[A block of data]

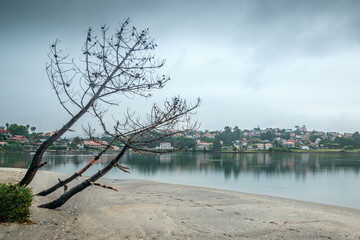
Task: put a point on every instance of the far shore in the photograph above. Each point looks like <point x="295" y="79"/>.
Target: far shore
<point x="151" y="210"/>
<point x="354" y="151"/>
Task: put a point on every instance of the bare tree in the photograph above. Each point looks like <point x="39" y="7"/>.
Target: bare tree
<point x="173" y="118"/>
<point x="120" y="63"/>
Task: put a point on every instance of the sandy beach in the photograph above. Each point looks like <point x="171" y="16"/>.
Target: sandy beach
<point x="151" y="210"/>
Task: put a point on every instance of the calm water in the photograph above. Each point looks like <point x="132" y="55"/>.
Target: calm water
<point x="324" y="178"/>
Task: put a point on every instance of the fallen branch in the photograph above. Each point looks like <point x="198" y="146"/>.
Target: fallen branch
<point x="103" y="186"/>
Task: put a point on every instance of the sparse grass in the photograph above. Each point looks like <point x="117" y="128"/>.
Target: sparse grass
<point x="15" y="203"/>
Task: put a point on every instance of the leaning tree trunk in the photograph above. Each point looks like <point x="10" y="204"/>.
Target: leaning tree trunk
<point x="36" y="162"/>
<point x="86" y="183"/>
<point x="75" y="175"/>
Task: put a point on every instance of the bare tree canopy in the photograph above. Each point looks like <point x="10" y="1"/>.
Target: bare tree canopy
<point x="111" y="63"/>
<point x="119" y="63"/>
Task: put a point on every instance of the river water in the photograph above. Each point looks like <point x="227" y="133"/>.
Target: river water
<point x="330" y="178"/>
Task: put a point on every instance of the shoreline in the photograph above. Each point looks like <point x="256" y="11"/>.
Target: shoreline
<point x="355" y="151"/>
<point x="152" y="210"/>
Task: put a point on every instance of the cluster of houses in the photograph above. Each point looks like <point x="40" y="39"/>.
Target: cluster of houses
<point x="251" y="139"/>
<point x="254" y="139"/>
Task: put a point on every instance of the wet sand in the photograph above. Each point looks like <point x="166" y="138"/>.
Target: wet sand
<point x="151" y="210"/>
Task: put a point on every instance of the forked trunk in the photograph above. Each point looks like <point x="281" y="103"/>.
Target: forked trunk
<point x="86" y="183"/>
<point x="75" y="175"/>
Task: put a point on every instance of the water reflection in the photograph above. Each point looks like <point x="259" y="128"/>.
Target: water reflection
<point x="326" y="178"/>
<point x="231" y="165"/>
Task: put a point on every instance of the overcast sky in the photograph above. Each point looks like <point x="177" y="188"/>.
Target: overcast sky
<point x="253" y="63"/>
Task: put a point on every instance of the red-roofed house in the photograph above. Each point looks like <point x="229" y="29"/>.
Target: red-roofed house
<point x="5" y="133"/>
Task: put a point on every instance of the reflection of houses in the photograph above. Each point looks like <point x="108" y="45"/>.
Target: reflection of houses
<point x="196" y="136"/>
<point x="268" y="146"/>
<point x="289" y="144"/>
<point x="5" y="133"/>
<point x="261" y="146"/>
<point x="203" y="146"/>
<point x="165" y="146"/>
<point x="19" y="138"/>
<point x="209" y="135"/>
<point x="165" y="158"/>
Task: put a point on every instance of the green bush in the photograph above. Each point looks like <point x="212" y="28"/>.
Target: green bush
<point x="15" y="203"/>
<point x="350" y="147"/>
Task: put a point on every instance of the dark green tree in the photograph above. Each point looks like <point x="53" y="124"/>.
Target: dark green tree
<point x="18" y="130"/>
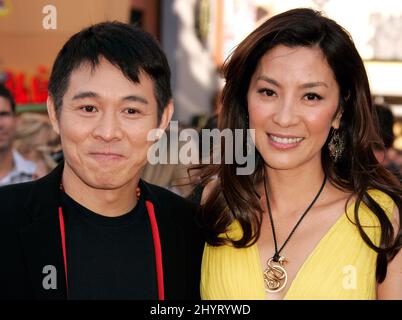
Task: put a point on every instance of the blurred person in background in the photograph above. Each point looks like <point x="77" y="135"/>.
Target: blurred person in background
<point x="14" y="168"/>
<point x="385" y="153"/>
<point x="36" y="141"/>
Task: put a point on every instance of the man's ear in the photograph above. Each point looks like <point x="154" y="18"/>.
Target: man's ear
<point x="166" y="115"/>
<point x="51" y="110"/>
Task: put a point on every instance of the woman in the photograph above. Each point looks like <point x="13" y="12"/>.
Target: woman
<point x="319" y="217"/>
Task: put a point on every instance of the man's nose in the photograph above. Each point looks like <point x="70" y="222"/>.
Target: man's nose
<point x="108" y="128"/>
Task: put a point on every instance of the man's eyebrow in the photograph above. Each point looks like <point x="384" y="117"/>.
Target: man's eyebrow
<point x="85" y="94"/>
<point x="269" y="80"/>
<point x="91" y="94"/>
<point x="314" y="84"/>
<point x="135" y="98"/>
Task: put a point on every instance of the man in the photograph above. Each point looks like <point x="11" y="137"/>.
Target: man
<point x="13" y="167"/>
<point x="92" y="229"/>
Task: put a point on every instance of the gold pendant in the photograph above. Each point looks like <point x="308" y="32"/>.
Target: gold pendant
<point x="275" y="275"/>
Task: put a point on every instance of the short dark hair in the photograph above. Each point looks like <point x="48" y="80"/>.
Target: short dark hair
<point x="127" y="47"/>
<point x="5" y="93"/>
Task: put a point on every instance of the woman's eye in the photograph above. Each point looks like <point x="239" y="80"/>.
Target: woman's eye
<point x="312" y="96"/>
<point x="131" y="111"/>
<point x="88" y="109"/>
<point x="267" y="92"/>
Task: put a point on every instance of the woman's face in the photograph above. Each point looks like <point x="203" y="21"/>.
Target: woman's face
<point x="292" y="103"/>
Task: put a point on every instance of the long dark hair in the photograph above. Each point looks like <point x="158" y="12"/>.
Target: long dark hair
<point x="234" y="197"/>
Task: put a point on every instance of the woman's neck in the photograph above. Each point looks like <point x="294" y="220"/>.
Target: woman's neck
<point x="290" y="190"/>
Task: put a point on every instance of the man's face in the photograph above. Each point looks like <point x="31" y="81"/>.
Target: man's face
<point x="8" y="125"/>
<point x="104" y="123"/>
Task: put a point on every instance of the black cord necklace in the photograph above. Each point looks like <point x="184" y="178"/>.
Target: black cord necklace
<point x="275" y="275"/>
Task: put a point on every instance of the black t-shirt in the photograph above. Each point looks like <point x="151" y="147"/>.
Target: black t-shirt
<point x="109" y="257"/>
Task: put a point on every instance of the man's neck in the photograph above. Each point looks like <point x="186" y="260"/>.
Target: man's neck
<point x="6" y="162"/>
<point x="106" y="202"/>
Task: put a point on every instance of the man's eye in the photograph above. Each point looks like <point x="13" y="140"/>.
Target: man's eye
<point x="88" y="109"/>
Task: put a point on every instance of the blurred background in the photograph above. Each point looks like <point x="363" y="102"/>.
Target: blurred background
<point x="197" y="36"/>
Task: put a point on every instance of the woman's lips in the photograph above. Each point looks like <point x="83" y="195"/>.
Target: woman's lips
<point x="284" y="142"/>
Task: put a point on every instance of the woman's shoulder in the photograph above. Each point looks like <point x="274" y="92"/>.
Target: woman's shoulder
<point x="209" y="187"/>
<point x="383" y="200"/>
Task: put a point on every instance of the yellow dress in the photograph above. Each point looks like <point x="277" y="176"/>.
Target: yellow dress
<point x="341" y="266"/>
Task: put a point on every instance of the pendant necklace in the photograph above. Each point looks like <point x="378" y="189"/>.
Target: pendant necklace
<point x="275" y="275"/>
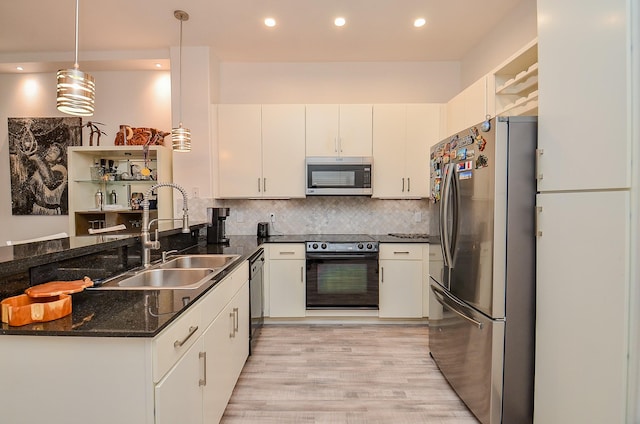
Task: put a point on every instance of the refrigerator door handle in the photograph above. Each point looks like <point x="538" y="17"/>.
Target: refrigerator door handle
<point x="440" y="297"/>
<point x="444" y="212"/>
<point x="453" y="242"/>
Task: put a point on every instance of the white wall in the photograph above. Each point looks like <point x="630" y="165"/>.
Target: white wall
<point x="193" y="170"/>
<point x="339" y="82"/>
<point x="512" y="32"/>
<point x="137" y="98"/>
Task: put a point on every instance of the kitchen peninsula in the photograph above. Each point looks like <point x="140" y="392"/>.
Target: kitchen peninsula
<point x="137" y="349"/>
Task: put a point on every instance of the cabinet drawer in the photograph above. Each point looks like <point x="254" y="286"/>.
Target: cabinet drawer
<point x="401" y="251"/>
<point x="175" y="340"/>
<point x="286" y="251"/>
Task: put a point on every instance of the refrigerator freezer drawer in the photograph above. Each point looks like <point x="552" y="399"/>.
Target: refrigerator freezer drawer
<point x="468" y="348"/>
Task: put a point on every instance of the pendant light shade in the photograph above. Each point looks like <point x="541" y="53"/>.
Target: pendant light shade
<point x="180" y="137"/>
<point x="76" y="90"/>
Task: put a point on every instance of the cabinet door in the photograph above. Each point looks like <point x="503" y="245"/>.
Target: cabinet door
<point x="240" y="341"/>
<point x="283" y="150"/>
<point x="582" y="302"/>
<point x="287" y="288"/>
<point x="389" y="135"/>
<point x="355" y="130"/>
<point x="239" y="151"/>
<point x="583" y="95"/>
<point x="219" y="365"/>
<point x="467" y="108"/>
<point x="423" y="130"/>
<point x="178" y="396"/>
<point x="322" y="130"/>
<point x="400" y="289"/>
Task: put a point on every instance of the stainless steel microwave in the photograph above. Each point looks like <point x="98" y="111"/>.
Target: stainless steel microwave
<point x="336" y="176"/>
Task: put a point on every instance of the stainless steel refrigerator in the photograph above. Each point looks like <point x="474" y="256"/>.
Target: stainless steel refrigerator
<point x="482" y="266"/>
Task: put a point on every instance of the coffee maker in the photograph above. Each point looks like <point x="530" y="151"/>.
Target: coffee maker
<point x="215" y="225"/>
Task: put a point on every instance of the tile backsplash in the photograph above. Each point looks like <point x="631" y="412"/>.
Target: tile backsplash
<point x="322" y="214"/>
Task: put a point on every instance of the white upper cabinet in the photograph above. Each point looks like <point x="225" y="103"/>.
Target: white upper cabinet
<point x="261" y="151"/>
<point x="283" y="151"/>
<point x="402" y="137"/>
<point x="239" y="151"/>
<point x="469" y="107"/>
<point x="584" y="86"/>
<point x="339" y="130"/>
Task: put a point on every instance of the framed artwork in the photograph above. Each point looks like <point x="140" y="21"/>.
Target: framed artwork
<point x="38" y="163"/>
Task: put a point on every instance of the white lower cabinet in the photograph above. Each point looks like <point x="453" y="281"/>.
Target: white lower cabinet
<point x="226" y="346"/>
<point x="186" y="374"/>
<point x="582" y="300"/>
<point x="177" y="398"/>
<point x="287" y="280"/>
<point x="198" y="388"/>
<point x="401" y="280"/>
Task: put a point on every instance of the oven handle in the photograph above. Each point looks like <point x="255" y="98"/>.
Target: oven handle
<point x="339" y="256"/>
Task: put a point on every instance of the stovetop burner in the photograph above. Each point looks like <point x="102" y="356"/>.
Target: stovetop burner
<point x="340" y="238"/>
<point x="341" y="243"/>
<point x="409" y="235"/>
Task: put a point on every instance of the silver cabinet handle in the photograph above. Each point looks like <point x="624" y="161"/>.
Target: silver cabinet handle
<point x="236" y="320"/>
<point x="203" y="356"/>
<point x="537" y="229"/>
<point x="539" y="153"/>
<point x="179" y="343"/>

* What to work on:
Repeat word for word the lines running from the line containing "Task: put a point on every instance of the tile" to the end of the entries above, inclusive.

* Exercise solution:
Task: put a point on every instance of the tile backsplash in the photograph above. Each point looks like <point x="631" y="412"/>.
Target: tile backsplash
<point x="322" y="214"/>
Task: put a point on every instance of the white upper cabinet in the photograph above. Each point looks like <point x="225" y="103"/>.
Target: white upper cabinet
<point x="261" y="151"/>
<point x="283" y="151"/>
<point x="402" y="137"/>
<point x="239" y="151"/>
<point x="469" y="107"/>
<point x="584" y="86"/>
<point x="339" y="130"/>
Task: put a point on every instance of the framed artwork in the photograph above. Each point looks like <point x="140" y="21"/>.
Target: framed artwork
<point x="38" y="163"/>
Task: put a point on every instance of the white lower cabinet in the photograph above. Each point looks like <point x="453" y="281"/>.
Target: white lower cabinet
<point x="226" y="346"/>
<point x="186" y="374"/>
<point x="582" y="300"/>
<point x="177" y="398"/>
<point x="287" y="280"/>
<point x="198" y="388"/>
<point x="401" y="280"/>
Task: put a point on every instance of the oven handle in the photograph above. Each point looks like <point x="255" y="98"/>.
Target: oven handle
<point x="339" y="256"/>
Task: put a point on every instance of the stovetop burner in the photograph above. Each point looks like <point x="102" y="356"/>.
Target: stovetop burner
<point x="340" y="238"/>
<point x="341" y="243"/>
<point x="409" y="235"/>
Task: put a point on every instance of the silver cabinet handle in the photograph above. Each point looks like <point x="624" y="161"/>.
Target: silver cabinet handle
<point x="236" y="320"/>
<point x="203" y="356"/>
<point x="537" y="229"/>
<point x="539" y="153"/>
<point x="179" y="343"/>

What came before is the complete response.